Monday, February 29, 2016

White Sands

After escaping the alien abductions at Roswell and Bottomless Pits, we went west again.  (Actually it wasn't the pits, Bottomless Lakes State Park was really great, but one of us called Bottomless Pits and it stuck)

There were great views on the Billy the Kid Trail from Roswell to Alamogordo, over the mountains.  We got nervous again about seeing snow up on top,  brrr...   But we made it through and back out to big skies again.
We had a close call with the world's largest pistachio outside Alamogordo, it was worth the free samples though.

We camped for two nights at a small spot of BLM land east of the White Sands National Monument.  The sunsets and sunrises were amazing.

The next day we took our house to White Sands, just 5 miles away, and played all day.  The sand is really soft, made of gypsum crystals, and it will actually melt away in your mouth (if you don't try to take a whole bite, just some on your tongue).  We played for a while and recovered over lunch, and then went back out again.

Sitting in the cardboard cabanas

It was really great to have a shady place to recover and rest during lunch.  We took our time, read some books, and moved to another spot.  We thought we'd just look at the one dune, but we ended up spending another 2 hours.  A nice photographer guy took some more shots of us playing in the afternoon.
We packed up the mobile hovel, and went back to the BLM spot for another nice sunset and a quiet night.

**TASK PROMPT**.
Copy the passage of the White Sands post that opens with the words "We camped for" and closes with "a quiet night.", swapping "lunch" for "dinner". The lines on this page have no connection to the White Sands post.

**SOURCE DATA**.
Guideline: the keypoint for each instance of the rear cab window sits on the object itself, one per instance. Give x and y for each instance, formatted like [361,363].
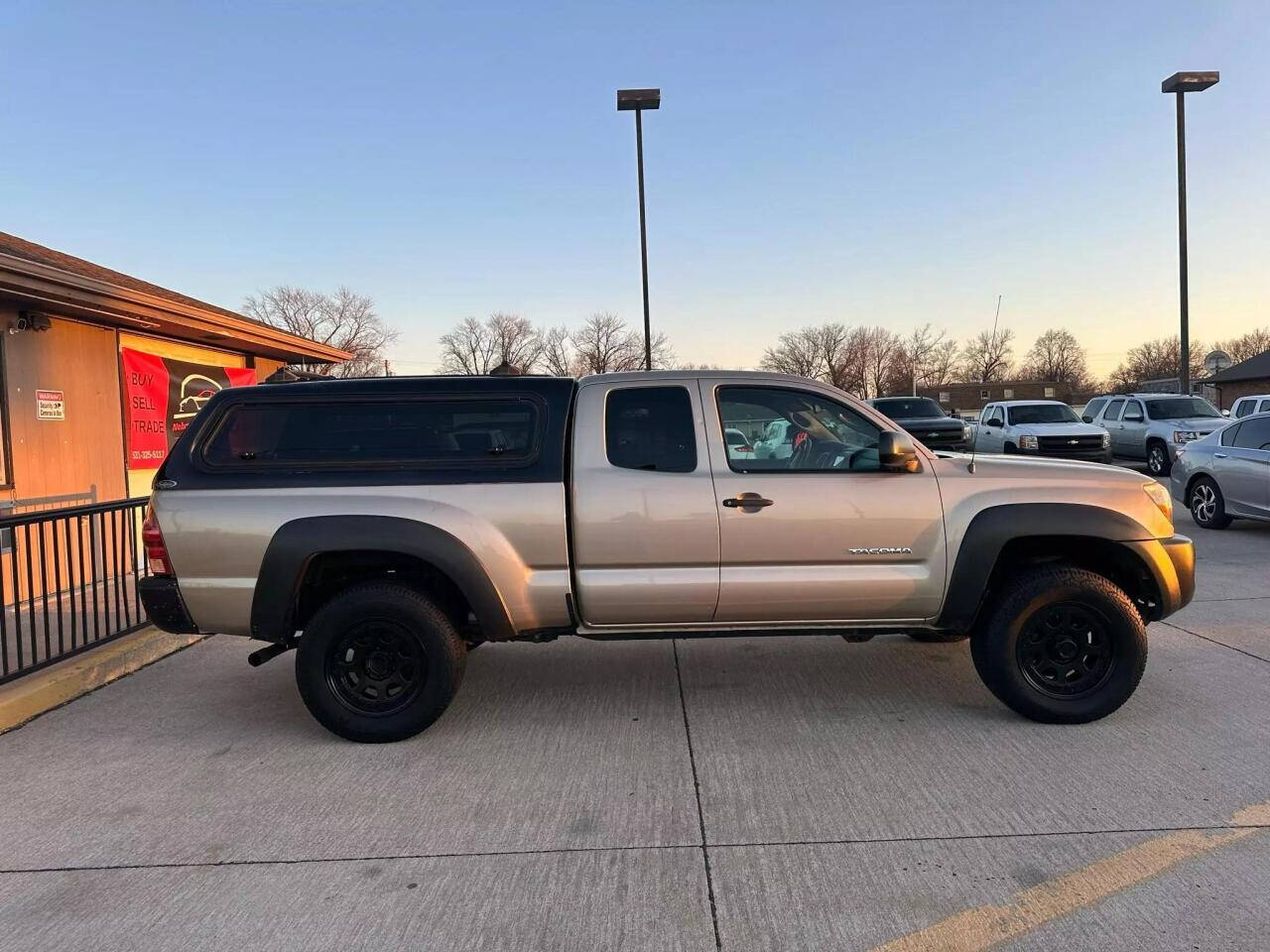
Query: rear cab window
[651,429]
[375,431]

**COMPLETED EXERCISE**.
We camped for two nights at a small spot of BLM land east of the White Sands National Monument.  The sunsets and sunrises were amazing.

The next day we took our house to White Sands, just 5 miles away, and played all day.  The sand is really soft, made of gypsum crystals, and it will actually melt away in your mouth (if you don't try to take a whole bite, just some on your tongue).  We played for a while and recovered over dinner, and then went back out again.

Sitting in the cardboard cabanas

It was really great to have a shady place to recover and rest during dinner.  We took our time, read some books, and moved to another spot.  We thought we'd just look at the one dune, but we ended up spending another 2 hours.  A nice photographer guy took some more shots of us playing in the afternoon.
We packed up the mobile hovel, and went back to the BLM spot for another nice sunset and a quiet night.